Re: [PATCH v6 1/2] mm: introduce process_mrelease system call

From: Suren Baghdasaryan
Date: Thu Aug 05 2021 - 11:30:12 EST


On Thu, Aug 5, 2021 at 12:10 AM Michal Hocko <mhocko@xxxxxxxx> wrote:
>
> On Wed 04-08-21 11:50:03, Suren Baghdasaryan wrote:
> [...]
> > +SYSCALL_DEFINE2(process_mrelease, int, pidfd, unsigned int, flags)
> > +{
> > +#ifdef CONFIG_MMU
> > + struct mm_struct *mm = NULL;
> > + struct task_struct *task;
> > + unsigned int f_flags;
> > + struct pid *pid;
> > + long ret = 0;
> > +
> > + if (flags)
> > + return -EINVAL;
> > +
> > + pid = pidfd_get_pid(pidfd, &f_flags);
> > + if (IS_ERR(pid))
> > + return PTR_ERR(pid);
> > +
> > + task = get_pid_task(pid, PIDTYPE_PID);
> > + if (!task) {
> > + ret = -ESRCH;
> > + goto put_pid;
> > + }
> > +
> > + /*
> > + * If the task is dying and in the process of releasing its memory
> > + * then get its mm.
> > + */
> > + task = find_lock_task_mm(task);
>
> You want a different task_struct because the returned one might be
> different from the given one and you already hold a reference which you
> do not want to leak

Ah, right. I was looking at the task locking and find_lock_task_mm()

## [Provided material]
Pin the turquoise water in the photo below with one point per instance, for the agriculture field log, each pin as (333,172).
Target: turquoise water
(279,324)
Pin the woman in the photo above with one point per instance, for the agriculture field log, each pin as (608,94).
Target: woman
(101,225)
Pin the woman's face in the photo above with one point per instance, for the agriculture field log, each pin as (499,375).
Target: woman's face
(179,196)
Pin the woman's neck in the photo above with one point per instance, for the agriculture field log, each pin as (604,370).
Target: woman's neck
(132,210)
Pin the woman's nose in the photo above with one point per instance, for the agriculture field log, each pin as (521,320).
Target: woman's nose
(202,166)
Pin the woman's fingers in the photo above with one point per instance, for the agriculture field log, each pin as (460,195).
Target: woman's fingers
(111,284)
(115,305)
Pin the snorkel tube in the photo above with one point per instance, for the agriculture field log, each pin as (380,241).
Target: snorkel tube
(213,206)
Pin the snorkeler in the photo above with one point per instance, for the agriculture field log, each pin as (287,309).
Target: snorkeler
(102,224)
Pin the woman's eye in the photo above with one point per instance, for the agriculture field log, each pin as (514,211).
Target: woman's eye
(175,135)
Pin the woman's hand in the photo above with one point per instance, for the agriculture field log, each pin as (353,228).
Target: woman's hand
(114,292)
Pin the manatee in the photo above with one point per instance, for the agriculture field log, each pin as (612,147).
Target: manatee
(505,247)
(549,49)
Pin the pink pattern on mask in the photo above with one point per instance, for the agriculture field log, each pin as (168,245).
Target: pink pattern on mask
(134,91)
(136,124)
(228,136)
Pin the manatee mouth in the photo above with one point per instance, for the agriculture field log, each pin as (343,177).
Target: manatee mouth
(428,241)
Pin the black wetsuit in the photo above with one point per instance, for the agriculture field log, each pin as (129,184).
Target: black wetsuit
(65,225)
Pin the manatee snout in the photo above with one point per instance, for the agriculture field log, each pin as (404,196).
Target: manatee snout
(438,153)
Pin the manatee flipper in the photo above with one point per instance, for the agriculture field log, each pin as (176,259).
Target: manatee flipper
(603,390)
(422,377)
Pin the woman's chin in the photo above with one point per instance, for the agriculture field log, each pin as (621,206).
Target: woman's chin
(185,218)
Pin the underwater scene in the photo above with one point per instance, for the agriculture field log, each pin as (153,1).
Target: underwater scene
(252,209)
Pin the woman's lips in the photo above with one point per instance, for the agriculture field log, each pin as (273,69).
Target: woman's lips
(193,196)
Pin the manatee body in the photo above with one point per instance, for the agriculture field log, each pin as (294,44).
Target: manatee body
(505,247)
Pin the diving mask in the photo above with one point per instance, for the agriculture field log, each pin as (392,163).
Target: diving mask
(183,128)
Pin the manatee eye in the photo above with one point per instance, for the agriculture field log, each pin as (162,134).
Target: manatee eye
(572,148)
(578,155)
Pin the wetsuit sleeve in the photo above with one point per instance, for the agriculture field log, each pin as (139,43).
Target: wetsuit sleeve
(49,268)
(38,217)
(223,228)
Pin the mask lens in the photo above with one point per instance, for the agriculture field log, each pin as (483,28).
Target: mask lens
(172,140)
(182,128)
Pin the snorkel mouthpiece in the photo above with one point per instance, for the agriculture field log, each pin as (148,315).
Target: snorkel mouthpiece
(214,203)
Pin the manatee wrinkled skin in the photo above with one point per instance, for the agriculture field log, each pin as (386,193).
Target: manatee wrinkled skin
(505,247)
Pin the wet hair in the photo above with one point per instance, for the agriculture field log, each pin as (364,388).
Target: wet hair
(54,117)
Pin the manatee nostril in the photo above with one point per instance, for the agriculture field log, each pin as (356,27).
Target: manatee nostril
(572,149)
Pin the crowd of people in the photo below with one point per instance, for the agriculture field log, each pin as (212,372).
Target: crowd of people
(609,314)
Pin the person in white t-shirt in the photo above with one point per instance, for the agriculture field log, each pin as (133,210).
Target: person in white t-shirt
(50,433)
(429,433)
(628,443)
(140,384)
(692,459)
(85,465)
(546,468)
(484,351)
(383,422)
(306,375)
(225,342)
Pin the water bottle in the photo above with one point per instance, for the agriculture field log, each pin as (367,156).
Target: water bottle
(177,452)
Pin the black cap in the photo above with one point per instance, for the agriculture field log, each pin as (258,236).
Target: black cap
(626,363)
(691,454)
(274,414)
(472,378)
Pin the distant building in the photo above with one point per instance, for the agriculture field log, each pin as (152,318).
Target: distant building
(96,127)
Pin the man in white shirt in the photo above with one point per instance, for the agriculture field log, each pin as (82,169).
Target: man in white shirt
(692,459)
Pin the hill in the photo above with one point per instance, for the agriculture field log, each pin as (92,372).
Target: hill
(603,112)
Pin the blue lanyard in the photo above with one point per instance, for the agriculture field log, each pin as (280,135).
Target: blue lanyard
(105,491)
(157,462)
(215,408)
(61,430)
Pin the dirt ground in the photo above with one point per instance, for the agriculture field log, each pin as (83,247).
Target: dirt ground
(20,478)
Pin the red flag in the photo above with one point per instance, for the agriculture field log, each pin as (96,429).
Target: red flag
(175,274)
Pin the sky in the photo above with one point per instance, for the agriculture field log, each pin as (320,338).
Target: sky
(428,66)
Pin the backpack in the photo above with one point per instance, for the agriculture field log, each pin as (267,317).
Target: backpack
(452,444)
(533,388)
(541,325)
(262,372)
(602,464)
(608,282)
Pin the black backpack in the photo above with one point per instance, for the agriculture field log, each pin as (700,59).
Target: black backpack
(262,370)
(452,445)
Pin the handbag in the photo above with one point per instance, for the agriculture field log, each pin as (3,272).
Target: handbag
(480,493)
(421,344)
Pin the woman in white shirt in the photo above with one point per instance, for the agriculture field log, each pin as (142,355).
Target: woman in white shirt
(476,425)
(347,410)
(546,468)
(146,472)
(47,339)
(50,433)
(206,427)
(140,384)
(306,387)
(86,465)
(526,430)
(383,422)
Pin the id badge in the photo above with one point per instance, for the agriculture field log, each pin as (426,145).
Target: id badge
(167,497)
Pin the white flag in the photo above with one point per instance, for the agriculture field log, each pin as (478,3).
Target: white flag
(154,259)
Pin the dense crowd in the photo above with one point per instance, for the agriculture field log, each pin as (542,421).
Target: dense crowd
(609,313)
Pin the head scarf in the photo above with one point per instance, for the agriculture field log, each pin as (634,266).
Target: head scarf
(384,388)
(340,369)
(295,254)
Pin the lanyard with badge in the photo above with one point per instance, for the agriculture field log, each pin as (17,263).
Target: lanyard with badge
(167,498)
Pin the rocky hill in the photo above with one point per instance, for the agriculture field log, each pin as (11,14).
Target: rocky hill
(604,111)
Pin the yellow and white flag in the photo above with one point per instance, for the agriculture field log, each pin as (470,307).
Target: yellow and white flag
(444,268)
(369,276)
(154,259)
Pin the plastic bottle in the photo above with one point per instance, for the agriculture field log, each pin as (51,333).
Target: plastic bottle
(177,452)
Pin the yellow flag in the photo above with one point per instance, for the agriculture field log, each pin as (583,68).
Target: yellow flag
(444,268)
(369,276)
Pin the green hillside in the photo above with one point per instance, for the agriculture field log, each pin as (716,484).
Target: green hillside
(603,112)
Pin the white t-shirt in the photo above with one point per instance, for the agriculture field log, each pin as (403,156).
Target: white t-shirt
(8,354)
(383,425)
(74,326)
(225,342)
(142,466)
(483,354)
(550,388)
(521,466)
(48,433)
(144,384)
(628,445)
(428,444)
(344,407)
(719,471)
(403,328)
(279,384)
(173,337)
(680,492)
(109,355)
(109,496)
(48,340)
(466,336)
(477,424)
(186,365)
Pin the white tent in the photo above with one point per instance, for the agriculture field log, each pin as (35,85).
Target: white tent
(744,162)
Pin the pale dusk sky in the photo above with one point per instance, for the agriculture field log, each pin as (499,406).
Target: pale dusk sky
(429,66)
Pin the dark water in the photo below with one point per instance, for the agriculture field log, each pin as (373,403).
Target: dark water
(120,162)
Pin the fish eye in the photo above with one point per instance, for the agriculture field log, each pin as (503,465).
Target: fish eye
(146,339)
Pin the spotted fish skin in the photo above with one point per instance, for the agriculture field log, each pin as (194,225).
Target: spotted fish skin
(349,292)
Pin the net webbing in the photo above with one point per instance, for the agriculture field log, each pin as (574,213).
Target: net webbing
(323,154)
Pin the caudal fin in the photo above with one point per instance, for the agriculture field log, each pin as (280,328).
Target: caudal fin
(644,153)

## [Problem]
Pick up the mailing-list reply about the process_mrelease patch from the point where it stops, and continue writing it.

## [Result]
handles that but I missed the task pinning part. Will fix.

>
> > + if (!task) {
> > + ret = -ESRCH;
> > + goto put_pid;
> > + }
> > + if (task_will_free_mem(task) && (task->flags & PF_KTHREAD) == 0) {
> > + mm = task->mm;
> > + mmget(mm);
> > + }
> > + task_unlock(task);
> > + if (!mm) {
> > + ret = -EINVAL;
> > + goto put_task;
> > + }
> > +
> > + if (test_bit(MMF_OOM_SKIP, &mm->flags))
> > + goto put_mm;
>
> This is too late to check for MMF_OOM_SKIP. task_will_free_mem will fail
> with the flag being set. I believe you want something like the
> following:
>
> p = find_lock_task_mm(task);
> mm = p->mm;
>
> /* The work has been done already */
> if (test_bit(MMF_OOM_SKIP, &mm->flags)) {
> task_unlock(p);
> goto put_task;
> }
>
> i
> if (!task_will_free_mem(p)) {
> task_unlock(p);
> goto put_task;
> }
>
> mmget(mm);
> task_unlock(p);
>

I see. Let me update the patch and will ask Andrew to remove the
previous version from mm tree.
Thanks for reviewing and pointing out the issues!

>
> > +
> > + if (mmap_read_lock_killable(mm)) {
> > + ret = -EINTR;
> > + goto put_mm;
> > + }
> > + if (!__oom_reap_task_mm(mm))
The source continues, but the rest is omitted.